• [READING TEXT]:
------------------------------

You know better than that.


----------



## duk4me (Feb 20, 2008)

M&K's Retrievers said:


> My point is this: We know that LSU can beat Alabama. They barely did it but they won. If Alabama had a kicker, it might be a different story. Why watch that yawner again? Let LSU play either OSU or Stanford. Both had one loss records but they didn't lose to LSU and LSU hadn't beaten them. LSU might well clean either teams clock but we will never know.
> 
> If Alabama beats LSU, we will have 3 one loss teams. Two beat each other and the same two didn't play OSU.
> 
> ...


Well if Stanford had a kicker well ??????????????


----------



## duk4me (Feb 20, 2008)

I will say this the BCS system is failing. It used to be a huge tradition on New Years day to have a party eat the black eyed peas and cabbage and watch football all day. Every bowl game was important now not so much. I haven't watched a single bowl game and won't till the championship.

Greed trumps tradition.


----------



## John Robinson (Apr 14, 2009)

M&K's Retrievers said:


> My point is this: We know that LSU can beat Alabama. They barely did it but they won. If Alabama had a kicker, it might be a different story. Why watch that yawner again? Let LSU play either OSU or Stanford. Both had one loss records but they didn't lose to LSU and LSU hadn't beaten them. LSU might well clean either teams clock but we will never know.
> 
> If Alabama beats LSU, we will have 3 one loss teams. Two beat each other and the same two didn't play OSU.
> 
> ...


You state my position exactly. One of the real issues I always looked forward to in the old days was a competition between styles, as different conferences met each other at the end of the season, when their teams were as dialed in and fine tuned as they ever would be. The first few Super Bowls were fun because you had an AFL and NFL champion meeting, and no AFL or NFL team had met all season. Each league had evolved its own dramatically different style of play, so it was fun to speculate which style would prevail. Same with the old National versus American League in baseball. It would be more fun for me to speculate whether Stanford's pro style offence could beat LSU's great defence, now we can only speculate. Maybe next year we can see a USC-LSU BCS Bowl.

John


----------



## TDB87 (Apr 8, 2011)

------------------------------

• [SET EXERCISE 1]: According to duk4me in the forum thread above, which foods were eaten at New Year's Day parties?
• [SET EXERCISE 2]: From the forum thread above, write out the stretch from "Well if Stanford" through "Greed trumps tradition.".

------------------------------

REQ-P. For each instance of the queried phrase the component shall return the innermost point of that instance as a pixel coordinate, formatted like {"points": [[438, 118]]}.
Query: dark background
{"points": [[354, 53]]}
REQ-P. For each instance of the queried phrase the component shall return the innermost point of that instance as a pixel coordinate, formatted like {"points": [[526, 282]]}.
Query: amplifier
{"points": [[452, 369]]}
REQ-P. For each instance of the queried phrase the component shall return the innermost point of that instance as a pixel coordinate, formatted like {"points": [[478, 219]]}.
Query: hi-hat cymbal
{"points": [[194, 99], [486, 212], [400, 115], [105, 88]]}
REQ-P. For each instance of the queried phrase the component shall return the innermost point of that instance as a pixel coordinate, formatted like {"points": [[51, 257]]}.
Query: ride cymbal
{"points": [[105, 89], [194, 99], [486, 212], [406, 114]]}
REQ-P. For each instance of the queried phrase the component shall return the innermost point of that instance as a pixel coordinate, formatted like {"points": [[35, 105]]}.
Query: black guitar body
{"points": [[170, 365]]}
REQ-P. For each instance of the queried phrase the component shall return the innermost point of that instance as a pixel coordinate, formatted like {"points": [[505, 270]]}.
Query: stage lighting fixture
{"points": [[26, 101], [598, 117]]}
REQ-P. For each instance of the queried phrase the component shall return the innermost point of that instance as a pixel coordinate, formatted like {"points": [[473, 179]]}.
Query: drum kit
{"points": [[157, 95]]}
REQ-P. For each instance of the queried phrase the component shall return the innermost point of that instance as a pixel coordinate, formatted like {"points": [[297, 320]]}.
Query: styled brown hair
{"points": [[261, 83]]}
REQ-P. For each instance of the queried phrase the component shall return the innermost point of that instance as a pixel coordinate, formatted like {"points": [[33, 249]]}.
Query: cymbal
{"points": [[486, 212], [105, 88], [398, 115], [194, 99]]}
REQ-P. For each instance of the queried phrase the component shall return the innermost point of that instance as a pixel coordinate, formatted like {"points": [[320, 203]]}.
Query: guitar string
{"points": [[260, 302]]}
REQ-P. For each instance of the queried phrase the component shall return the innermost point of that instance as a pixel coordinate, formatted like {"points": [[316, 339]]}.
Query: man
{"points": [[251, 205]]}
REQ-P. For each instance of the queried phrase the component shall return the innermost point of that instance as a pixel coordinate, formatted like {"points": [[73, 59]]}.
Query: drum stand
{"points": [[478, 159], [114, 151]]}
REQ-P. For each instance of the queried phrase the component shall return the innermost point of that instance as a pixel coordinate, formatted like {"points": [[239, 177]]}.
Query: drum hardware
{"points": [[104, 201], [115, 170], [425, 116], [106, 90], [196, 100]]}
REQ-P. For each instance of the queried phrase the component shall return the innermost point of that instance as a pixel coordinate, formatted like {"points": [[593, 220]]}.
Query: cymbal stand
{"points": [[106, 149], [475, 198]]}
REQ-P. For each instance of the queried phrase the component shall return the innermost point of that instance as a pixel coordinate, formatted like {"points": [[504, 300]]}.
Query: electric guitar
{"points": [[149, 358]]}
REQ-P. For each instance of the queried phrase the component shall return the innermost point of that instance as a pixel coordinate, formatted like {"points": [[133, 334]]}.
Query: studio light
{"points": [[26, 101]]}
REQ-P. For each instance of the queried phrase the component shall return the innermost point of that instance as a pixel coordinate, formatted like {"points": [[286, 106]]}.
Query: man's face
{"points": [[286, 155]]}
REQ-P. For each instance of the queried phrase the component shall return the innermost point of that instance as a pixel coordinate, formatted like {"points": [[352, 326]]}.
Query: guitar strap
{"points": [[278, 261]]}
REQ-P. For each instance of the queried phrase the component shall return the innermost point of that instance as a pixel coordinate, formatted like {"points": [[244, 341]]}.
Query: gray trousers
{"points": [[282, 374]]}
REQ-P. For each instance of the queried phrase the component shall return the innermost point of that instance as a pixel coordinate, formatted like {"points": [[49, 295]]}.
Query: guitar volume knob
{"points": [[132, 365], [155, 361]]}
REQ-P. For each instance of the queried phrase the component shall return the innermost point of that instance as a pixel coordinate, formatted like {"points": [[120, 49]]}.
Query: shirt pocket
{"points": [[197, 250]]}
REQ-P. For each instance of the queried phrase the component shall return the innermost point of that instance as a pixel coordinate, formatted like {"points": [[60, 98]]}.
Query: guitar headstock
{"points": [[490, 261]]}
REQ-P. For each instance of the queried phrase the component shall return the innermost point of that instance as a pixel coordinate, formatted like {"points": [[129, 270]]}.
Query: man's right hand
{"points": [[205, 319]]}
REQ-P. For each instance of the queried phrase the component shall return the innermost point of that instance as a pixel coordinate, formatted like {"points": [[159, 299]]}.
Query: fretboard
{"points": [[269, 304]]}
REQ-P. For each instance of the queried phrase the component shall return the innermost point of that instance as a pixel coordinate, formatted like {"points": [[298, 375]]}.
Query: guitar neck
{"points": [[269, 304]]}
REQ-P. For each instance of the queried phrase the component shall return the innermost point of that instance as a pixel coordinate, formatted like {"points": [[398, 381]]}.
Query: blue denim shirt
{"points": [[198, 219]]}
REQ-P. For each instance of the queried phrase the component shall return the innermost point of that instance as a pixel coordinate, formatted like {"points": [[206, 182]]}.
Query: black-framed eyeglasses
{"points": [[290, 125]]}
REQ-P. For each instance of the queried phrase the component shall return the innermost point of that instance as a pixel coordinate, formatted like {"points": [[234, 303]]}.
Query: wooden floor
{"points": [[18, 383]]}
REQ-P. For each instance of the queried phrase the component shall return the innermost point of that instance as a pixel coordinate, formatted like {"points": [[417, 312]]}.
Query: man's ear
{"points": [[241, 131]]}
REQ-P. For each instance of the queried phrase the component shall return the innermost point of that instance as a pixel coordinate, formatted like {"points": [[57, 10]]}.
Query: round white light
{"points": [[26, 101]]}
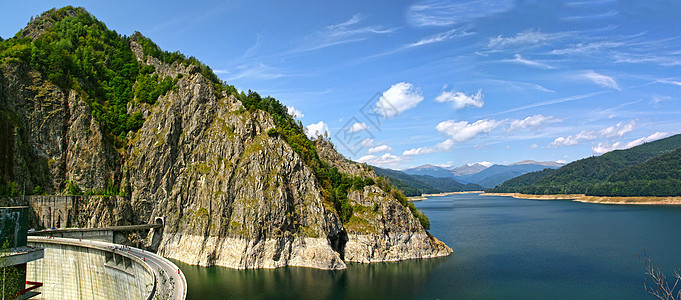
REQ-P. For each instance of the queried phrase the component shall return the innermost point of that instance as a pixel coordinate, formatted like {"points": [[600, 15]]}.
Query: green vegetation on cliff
{"points": [[78, 52], [651, 169], [73, 50]]}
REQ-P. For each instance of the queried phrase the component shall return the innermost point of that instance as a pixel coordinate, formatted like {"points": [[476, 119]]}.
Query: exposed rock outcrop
{"points": [[231, 194]]}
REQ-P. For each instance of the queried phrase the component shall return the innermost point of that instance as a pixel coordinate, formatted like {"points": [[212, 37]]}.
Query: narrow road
{"points": [[170, 281]]}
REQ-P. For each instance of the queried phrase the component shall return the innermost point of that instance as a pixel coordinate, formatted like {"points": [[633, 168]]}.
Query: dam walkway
{"points": [[169, 281]]}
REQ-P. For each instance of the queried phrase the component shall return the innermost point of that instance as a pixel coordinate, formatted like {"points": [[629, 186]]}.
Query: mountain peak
{"points": [[38, 26], [541, 163]]}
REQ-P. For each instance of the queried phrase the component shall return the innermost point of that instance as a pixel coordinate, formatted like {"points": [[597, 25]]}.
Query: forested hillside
{"points": [[607, 174], [416, 185]]}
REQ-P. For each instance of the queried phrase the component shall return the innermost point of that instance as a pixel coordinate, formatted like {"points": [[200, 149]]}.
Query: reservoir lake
{"points": [[504, 248]]}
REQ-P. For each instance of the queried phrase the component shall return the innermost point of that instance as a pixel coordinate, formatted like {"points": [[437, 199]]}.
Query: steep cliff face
{"points": [[381, 228], [231, 190]]}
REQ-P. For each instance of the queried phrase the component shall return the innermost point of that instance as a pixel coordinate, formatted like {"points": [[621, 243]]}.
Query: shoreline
{"points": [[426, 196], [595, 199]]}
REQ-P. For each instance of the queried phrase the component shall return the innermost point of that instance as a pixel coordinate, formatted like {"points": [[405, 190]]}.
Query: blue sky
{"points": [[405, 83]]}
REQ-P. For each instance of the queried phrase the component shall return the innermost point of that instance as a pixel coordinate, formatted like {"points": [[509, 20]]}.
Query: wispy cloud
{"points": [[535, 122], [439, 147], [378, 149], [572, 140], [444, 13], [669, 81], [462, 100], [357, 127], [256, 71], [610, 13], [600, 79], [586, 48], [463, 131], [441, 37], [525, 38], [548, 102], [398, 98], [518, 59], [618, 130], [342, 33]]}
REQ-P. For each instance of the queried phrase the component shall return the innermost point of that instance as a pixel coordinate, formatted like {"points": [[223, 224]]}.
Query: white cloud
{"points": [[367, 142], [441, 37], [381, 148], [618, 130], [600, 79], [357, 127], [317, 129], [584, 135], [397, 99], [536, 121], [485, 163], [524, 38], [585, 49], [461, 100], [385, 160], [520, 60], [345, 32], [294, 112], [444, 13], [673, 82], [439, 147], [257, 71], [463, 131]]}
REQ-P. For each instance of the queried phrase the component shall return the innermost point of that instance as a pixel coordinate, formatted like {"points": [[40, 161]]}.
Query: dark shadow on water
{"points": [[392, 280]]}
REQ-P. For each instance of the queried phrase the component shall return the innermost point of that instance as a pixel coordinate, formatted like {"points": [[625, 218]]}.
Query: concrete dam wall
{"points": [[78, 270]]}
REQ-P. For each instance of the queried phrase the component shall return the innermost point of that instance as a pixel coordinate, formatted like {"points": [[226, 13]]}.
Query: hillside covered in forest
{"points": [[650, 169], [148, 133], [416, 185]]}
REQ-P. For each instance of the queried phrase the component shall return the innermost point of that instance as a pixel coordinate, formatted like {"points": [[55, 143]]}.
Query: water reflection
{"points": [[380, 280]]}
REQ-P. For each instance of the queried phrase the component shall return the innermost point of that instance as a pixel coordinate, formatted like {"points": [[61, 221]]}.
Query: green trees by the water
{"points": [[651, 169], [75, 51]]}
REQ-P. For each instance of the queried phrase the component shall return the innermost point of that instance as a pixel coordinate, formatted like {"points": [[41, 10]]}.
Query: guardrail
{"points": [[89, 244]]}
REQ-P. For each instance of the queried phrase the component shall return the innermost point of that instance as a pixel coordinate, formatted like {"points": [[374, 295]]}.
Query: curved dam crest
{"points": [[83, 269]]}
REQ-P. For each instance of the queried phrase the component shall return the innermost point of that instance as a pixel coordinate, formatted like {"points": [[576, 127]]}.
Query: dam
{"points": [[85, 269]]}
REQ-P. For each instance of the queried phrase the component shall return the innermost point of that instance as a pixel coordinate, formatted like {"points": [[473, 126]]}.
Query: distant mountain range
{"points": [[651, 169], [485, 176], [416, 185]]}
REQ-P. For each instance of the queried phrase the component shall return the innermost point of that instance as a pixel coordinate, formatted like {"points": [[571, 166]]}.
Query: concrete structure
{"points": [[15, 253], [55, 211], [113, 234], [83, 269]]}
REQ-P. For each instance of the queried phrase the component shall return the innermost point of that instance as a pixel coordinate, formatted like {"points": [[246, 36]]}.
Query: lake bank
{"points": [[426, 196], [594, 199], [505, 248]]}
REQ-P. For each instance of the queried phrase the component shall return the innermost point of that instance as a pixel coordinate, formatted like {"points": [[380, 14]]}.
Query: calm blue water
{"points": [[504, 248]]}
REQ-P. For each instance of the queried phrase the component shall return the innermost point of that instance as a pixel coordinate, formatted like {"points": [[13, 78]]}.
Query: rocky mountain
{"points": [[84, 110], [467, 169], [416, 185], [497, 174], [551, 164], [429, 170], [485, 176]]}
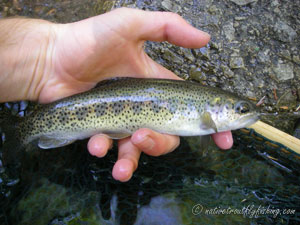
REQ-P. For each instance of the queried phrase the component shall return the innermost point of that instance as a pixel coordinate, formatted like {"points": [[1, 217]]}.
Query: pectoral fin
{"points": [[207, 122], [46, 142]]}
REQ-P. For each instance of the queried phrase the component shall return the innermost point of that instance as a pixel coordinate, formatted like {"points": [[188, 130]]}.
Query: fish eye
{"points": [[242, 107]]}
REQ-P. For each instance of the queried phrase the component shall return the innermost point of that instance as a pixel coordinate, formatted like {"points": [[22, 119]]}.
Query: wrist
{"points": [[26, 51]]}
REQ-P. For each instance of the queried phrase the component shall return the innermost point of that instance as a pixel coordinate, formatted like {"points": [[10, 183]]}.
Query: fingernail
{"points": [[145, 142]]}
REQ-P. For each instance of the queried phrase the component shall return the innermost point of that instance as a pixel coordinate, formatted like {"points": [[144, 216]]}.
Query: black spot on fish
{"points": [[100, 109], [81, 113], [136, 107], [117, 107]]}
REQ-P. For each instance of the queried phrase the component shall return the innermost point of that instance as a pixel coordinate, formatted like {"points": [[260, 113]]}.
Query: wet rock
{"points": [[196, 74], [296, 59], [227, 71], [236, 62], [263, 56], [171, 57], [170, 6], [229, 31], [287, 99], [284, 71], [284, 32], [203, 53], [187, 53], [243, 2], [285, 54]]}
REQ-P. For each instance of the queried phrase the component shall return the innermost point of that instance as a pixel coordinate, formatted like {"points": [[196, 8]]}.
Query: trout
{"points": [[121, 106]]}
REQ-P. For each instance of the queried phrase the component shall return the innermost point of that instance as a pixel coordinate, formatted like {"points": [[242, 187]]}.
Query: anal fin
{"points": [[117, 135]]}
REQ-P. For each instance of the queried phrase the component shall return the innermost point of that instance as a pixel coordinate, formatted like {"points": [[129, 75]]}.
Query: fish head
{"points": [[236, 113]]}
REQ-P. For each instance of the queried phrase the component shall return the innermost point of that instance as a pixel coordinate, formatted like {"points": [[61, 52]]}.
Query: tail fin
{"points": [[11, 147]]}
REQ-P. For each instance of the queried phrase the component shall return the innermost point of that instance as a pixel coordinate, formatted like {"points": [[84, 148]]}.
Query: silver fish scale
{"points": [[124, 105]]}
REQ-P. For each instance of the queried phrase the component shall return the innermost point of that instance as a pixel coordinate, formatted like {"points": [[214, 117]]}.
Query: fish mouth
{"points": [[243, 122], [248, 120]]}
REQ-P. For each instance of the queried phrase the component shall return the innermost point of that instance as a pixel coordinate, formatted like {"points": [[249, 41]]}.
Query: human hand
{"points": [[110, 45], [83, 53]]}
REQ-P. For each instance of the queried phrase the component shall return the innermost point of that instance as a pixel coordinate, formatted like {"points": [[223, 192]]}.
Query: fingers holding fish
{"points": [[153, 143], [168, 26], [127, 162], [223, 140], [99, 144]]}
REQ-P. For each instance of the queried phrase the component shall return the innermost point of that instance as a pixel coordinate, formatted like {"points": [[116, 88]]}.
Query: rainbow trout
{"points": [[121, 106]]}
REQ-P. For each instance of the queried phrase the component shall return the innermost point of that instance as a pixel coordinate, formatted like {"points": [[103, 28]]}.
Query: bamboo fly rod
{"points": [[276, 135]]}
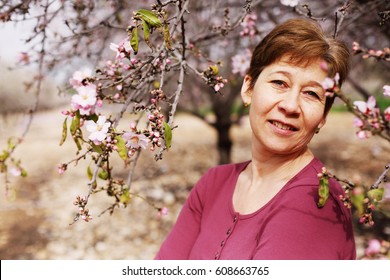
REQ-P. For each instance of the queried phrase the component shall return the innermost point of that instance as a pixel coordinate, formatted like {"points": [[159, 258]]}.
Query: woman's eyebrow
{"points": [[289, 75]]}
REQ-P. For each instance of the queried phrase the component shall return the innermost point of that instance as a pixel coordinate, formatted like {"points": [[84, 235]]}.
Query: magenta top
{"points": [[289, 226]]}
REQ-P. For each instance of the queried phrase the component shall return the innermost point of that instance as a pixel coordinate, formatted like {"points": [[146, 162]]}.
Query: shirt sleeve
{"points": [[297, 229], [179, 243]]}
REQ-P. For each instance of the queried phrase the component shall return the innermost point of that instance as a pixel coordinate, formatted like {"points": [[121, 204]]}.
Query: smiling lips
{"points": [[283, 126]]}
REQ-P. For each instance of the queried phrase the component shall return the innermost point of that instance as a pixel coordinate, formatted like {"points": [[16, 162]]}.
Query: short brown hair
{"points": [[303, 41]]}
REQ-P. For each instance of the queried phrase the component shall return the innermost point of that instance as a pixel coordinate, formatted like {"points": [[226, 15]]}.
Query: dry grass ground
{"points": [[35, 225]]}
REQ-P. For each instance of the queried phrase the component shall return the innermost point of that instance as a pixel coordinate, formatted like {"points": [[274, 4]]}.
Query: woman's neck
{"points": [[268, 165]]}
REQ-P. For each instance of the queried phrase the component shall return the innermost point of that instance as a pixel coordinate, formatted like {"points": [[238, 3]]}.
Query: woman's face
{"points": [[287, 106]]}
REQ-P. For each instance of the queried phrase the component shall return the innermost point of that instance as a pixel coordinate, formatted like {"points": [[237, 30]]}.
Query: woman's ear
{"points": [[246, 92]]}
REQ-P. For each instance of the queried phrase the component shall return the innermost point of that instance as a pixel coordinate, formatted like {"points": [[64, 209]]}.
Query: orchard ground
{"points": [[35, 218]]}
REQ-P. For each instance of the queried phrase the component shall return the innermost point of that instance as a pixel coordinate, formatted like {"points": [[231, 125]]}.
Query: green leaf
{"points": [[214, 69], [358, 202], [103, 174], [148, 16], [125, 197], [134, 39], [75, 123], [23, 173], [4, 156], [323, 191], [11, 144], [146, 29], [167, 135], [376, 194], [97, 148], [167, 37], [122, 151], [64, 131]]}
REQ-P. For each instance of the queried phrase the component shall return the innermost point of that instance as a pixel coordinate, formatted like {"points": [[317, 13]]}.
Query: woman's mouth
{"points": [[283, 126]]}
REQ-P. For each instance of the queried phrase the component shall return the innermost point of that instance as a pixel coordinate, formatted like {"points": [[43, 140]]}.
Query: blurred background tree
{"points": [[70, 35]]}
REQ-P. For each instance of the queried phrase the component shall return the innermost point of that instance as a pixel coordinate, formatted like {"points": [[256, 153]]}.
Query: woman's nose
{"points": [[289, 103]]}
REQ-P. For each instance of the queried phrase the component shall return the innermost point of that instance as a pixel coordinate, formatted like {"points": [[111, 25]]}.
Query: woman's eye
{"points": [[312, 93], [278, 83]]}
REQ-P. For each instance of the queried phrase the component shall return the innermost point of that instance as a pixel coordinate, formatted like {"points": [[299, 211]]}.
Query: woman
{"points": [[266, 208]]}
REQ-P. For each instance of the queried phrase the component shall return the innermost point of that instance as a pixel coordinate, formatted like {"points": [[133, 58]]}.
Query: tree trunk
{"points": [[224, 143]]}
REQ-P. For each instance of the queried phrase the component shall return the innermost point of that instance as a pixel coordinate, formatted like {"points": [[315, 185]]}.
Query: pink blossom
{"points": [[24, 58], [85, 99], [218, 86], [357, 122], [366, 107], [122, 49], [374, 247], [163, 211], [61, 168], [386, 195], [386, 90], [79, 76], [387, 114], [241, 62], [98, 130], [15, 171], [363, 134], [290, 3], [135, 140]]}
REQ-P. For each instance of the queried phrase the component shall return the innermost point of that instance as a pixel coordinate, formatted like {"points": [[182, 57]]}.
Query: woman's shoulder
{"points": [[227, 169], [304, 188]]}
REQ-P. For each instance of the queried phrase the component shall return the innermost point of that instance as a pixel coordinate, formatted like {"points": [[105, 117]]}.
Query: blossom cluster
{"points": [[366, 53], [103, 138], [241, 62], [377, 249], [81, 203], [289, 3], [249, 26], [212, 78], [371, 119]]}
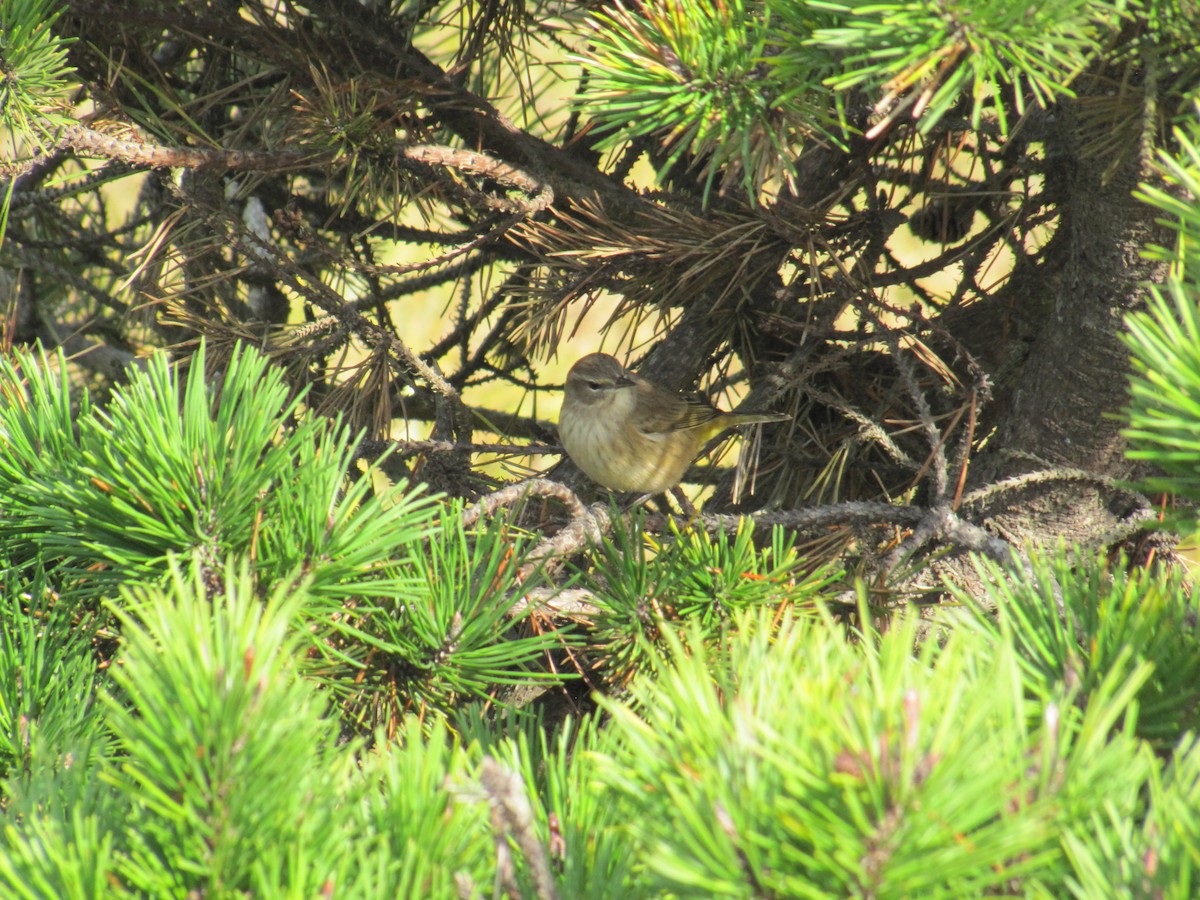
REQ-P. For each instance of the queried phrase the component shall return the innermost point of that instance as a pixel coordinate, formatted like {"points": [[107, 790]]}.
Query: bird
{"points": [[629, 433]]}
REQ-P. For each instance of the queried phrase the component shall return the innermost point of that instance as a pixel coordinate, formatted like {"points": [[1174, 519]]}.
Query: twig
{"points": [[513, 815]]}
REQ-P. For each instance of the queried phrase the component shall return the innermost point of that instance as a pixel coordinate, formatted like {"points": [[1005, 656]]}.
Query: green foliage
{"points": [[227, 778], [443, 636], [48, 672], [1164, 341], [215, 467], [222, 745], [803, 767], [699, 78], [35, 71], [946, 51], [403, 612], [645, 588], [1077, 623]]}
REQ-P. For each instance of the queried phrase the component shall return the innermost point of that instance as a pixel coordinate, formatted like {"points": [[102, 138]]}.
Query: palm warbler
{"points": [[631, 435]]}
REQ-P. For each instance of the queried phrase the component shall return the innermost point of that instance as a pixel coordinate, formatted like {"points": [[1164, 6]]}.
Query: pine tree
{"points": [[255, 643]]}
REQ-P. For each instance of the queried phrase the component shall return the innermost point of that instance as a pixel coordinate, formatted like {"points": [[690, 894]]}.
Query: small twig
{"points": [[139, 153], [840, 514], [940, 468], [513, 815], [371, 449], [1045, 475], [516, 493]]}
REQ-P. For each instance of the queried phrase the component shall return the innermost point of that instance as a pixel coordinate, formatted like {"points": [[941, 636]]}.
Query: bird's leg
{"points": [[684, 503]]}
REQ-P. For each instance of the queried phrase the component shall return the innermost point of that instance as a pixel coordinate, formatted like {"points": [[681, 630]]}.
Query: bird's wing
{"points": [[693, 412]]}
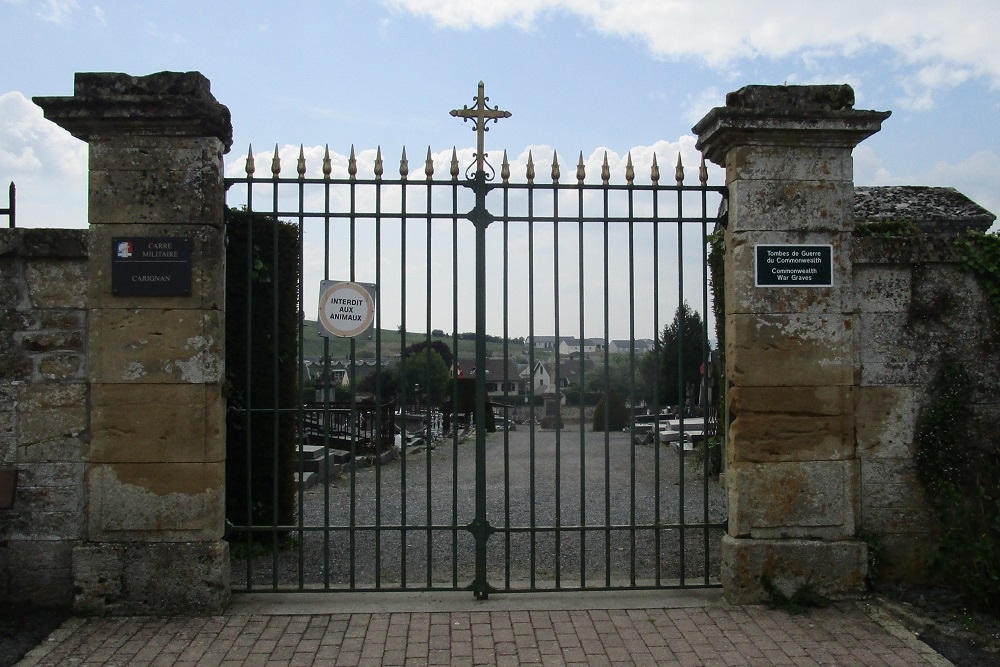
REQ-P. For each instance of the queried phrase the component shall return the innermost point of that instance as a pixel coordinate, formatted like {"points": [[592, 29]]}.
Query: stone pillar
{"points": [[793, 475], [155, 483]]}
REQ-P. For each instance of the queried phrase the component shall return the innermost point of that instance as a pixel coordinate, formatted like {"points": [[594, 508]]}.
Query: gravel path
{"points": [[598, 493]]}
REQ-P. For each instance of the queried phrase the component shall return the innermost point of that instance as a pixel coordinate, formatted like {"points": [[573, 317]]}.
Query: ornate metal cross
{"points": [[480, 114]]}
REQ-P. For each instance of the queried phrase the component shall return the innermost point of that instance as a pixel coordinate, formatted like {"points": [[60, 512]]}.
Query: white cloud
{"points": [[56, 11], [699, 104], [946, 41], [46, 163], [977, 176]]}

------------------------------

• [FINAL ANSWER 1]: Black eyed peas and cabbage.

• [FINAL ANSWER 2]:
Well if Stanford had a kicker well ??????????????


----------



## duk4me (Feb 20, 2008)

I will say this the BCS system is failing. It used to be a huge tradition on New Years day to have a party eat the black eyed peas and cabbage and watch football all day. Every bowl game was important now not so much. I haven't watched a single bowl game and won't till the championship.

Greed trumps tradition.